Matéria e memória proustiana
Nenhum outro autor explorou a memória com tanta desenvoltura quanto Proust. Sua intensidade narrativa não nasce apenas das evocações, digressões ou circunvoluções que seus personagens empreendem, mas também de tudo que é veiculado por meio das criadas e serviçais que, na Recherche, ocupam um papel de destaque, por privarem da intimidade dos personagens e veicularem suas novidades, modos, manias, hábitos e insignificâncias que consagram o triunfo do fait divers, hoje disseminado nas colunas de fofocas, nos painéis do dia e blogs e, na época de Nelson, na imprensa.
Como Proust, nosso autor reservou aos serviçais diversos papéis significativos: os empregados coniventes (o velho de barbas bíblicas de Álbum de família; a criada negra de Toda nudez, o chofer de Perdoa-me por me traíres); os pusilâmines ou acachapados pelo poderio econômico (Pardal, em Viúva, porém honesta, e Peixoto, em Bonitinha, mas ordinária); ou servindo ao usufruto sexual (Noêmia, em O casamento, a Crioula, em A serpente). O emprego do fait divers possibilitou a Nelson milhares de crônicas, reunidas especialmente em A vida como ela é.
Matriz melodramática
Eric Bentley designou o melodrama como uma "restauração de nossa infância perdida"; momento em que, encurtando a distância entre o eu quero e o eu posso, o voluntarismo cintila. Pode-se inferir no melodrama o mesmo processo que Freud identificou como o retorno do recalcado, uma vez que, nele, a virtude, engolfada inteiramente pelo mal, experimenta vicissitudes insuportáveis, tendo de dar provas, a todo instante, da firmeza de seus propósitos. Os sentimentos, desse modo, encontram seu ápice, manifestando-se de modo primitivo, quase instintual.
A estruturação técnica do melodrama se caracteriza pelo enredo pontilhado de incidentes, para forçar o espectador a nunca perder o interesse; pelas reviravoltas bruscas, pelas revelações ou descobertas inesperadas, que envolvem em trama rocambolesca personagens-tipo: de um lado heróis, de outro vilões. Encontros inesperados, cartas e documentos perdidos e achados, venenos e armas de fogo nos locais mais incongruentes, festas ou bailes mascarados, crianças trocadas ao nascer, injustiças diversas - morais, sociais, profissionais - exigindo reparação, além de assassinatos misteriosos, conspirações e traições integram uma cosmovisão maniqueísta, cujo objetivo é premiar a virtude e condenar o vício.
Em Toda nudez vários desses expedientes foram mobilizados: a saga da puta arrependida, o conflito entre irmãos que gera vingança, a sucessão enovelada dos episódios, o filho virgem estuprado na cadeia, as traições - morais e sexuais - que resultam em adubo para a explosão dos sentimentos, as tias solteironas como coadjuvantes, o médico e o padre como confidentes e conselheiros, a morte de Geni como redenção.

Tarefas do exercício:
[1] Traduza para o inglês esta frase do trecho sobre a matriz melodramática: "Os sentimentos, desse modo, encontram seu ápice, manifestando-se de modo primitivo, quase instintual."
[2] Prossiga com o texto sobre memória proustiana e matriz melodramática a partir do ponto em que ele termina.

Dados registrados:
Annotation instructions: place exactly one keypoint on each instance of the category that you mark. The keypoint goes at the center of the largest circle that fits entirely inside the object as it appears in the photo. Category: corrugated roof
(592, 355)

Respostas por item:
[1] Feelings thus reach their peak, manifesting themselves in a primitive, almost instinctual way.

[2]
Examinadas essas quatro matrizes fundadoras, passemos à averiguação do enredo de Toda nudez será castigada.
O enredo
A trama segue uma construção obsessiva - escalonada como um turbilhão de cenas e sequências a se precipitarem, sem tempo para respiração da plateia. Esse mesmo processo construtivo já havia sedo explorado em A falecida, Bonitinha, mas ordinária ou Boca de Ouro, mas, nesse texto, atinge um ponto limite.
Para tanto, um primeiro vetor é acionado - o tempo. Embora muitos dias tenham sido necessários para que os conflitos se conformassem e pudessem atingir o grau de concentração apresentado, seu ritmo não é linear, obedecendo apenas à ação vertiginosa dos personagens. Na mesma chave, o espaço é unificado segundo as necessidades da diegesis, saltando de um lugar a outro com a rapidez de uma meia volta nos calcanhares.
É nesse sentido que a figura psicanalista da neurose obsessiva serve para ilustrar, metaforicamente, os expedientes manipulados. Há uma compulsão nos atos, acompanhada de idéias fixas, ruminação mental, dúvidas inexplicáveis, escrúpulos sem causa aparente toldando o pensamento e a ação das criaturas. Para Freud, a neurose obsessiva faz-se acompanhar de um erotismo anal, em geral latente, ainda que suas emanações tornem-se presentes através de metáforas ou metonímias no plano da fantasia. A curra de Serginho, aqui, ocupa a função metonímica.
O fulcro da ação em Toda nudez é marcado pela vertigem sexual que interliga os personagens centrais e, para vtanto, três movimentos paralelos são empreendidos: no primeiro temos a "queda" de Herculano em relação a Geni ("casto e semi-virgem", como o define Patrício, o páter-familias é tragado pela volúpia ao ver a foto de Geni nua. Ajudado pela bebida, passa 72 horas no quarto com ela, em meio à devassidão que apenas um surto de insaciável energia erótica explica).
Um segundo movimento dá-se entre Geni e Serginho (ao saber que o rapaz foi estuprado na cadeia, ela é tomada de pena, uma vertigem consoladora que não mais distingue entre a fêmea abnegada e a caridade de rameira, empregando todas as suas forças para conquistá-lo e torná-lo seu amante); e um último e inesperado vínculo interliga o ladrão boliviano e Serginho (sexualmente anódino, frio e virgem, o rapaz desperta subitamente para o prazer da libido ao ser violentado, criando uma dependência que não afasta um fundo masoquista). Patrício, o quarto personagem central, está fora desses diagramas, mas é quem manipula os cordões das inter-relações, quem promove os encontros e os desencontros entre os três vértices do triângulo.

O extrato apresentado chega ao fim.